BRIEF: Arrange each line of the records below as a row in a Markdown table with the columns "Row" and "Line," numbering the rows and skipping blank lines. Omit the pictures from your table.

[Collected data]

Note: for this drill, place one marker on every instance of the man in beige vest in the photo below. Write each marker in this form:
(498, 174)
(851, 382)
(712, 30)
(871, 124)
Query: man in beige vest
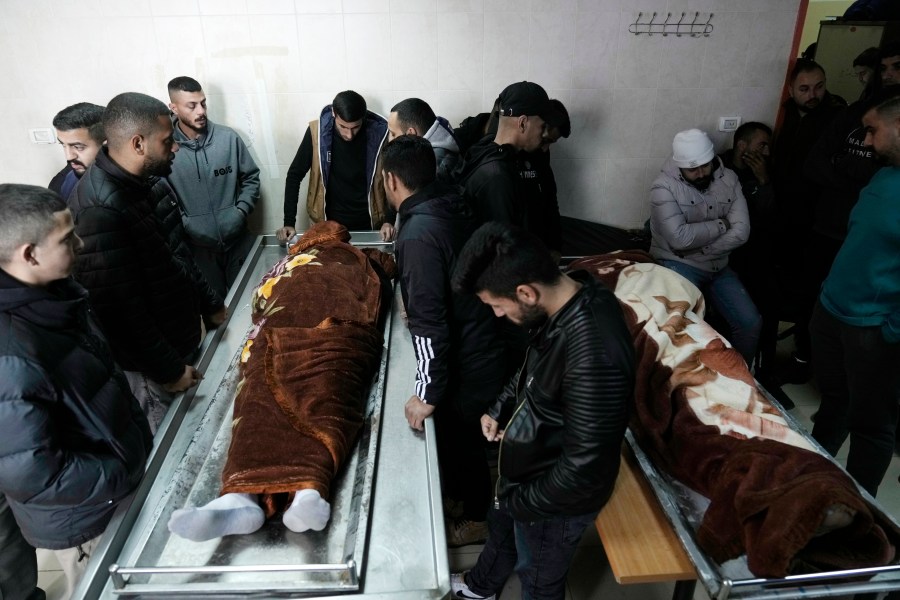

RESULT:
| Row | Line |
|---|---|
| 1 | Note: for this drill, place one marker on every instance of the man in beige vest in the photo below. Write each marker in this form: |
| 2 | (498, 174) |
| 3 | (851, 382) |
| 4 | (712, 30) |
| 5 | (871, 124) |
| 6 | Query: man in beige vest |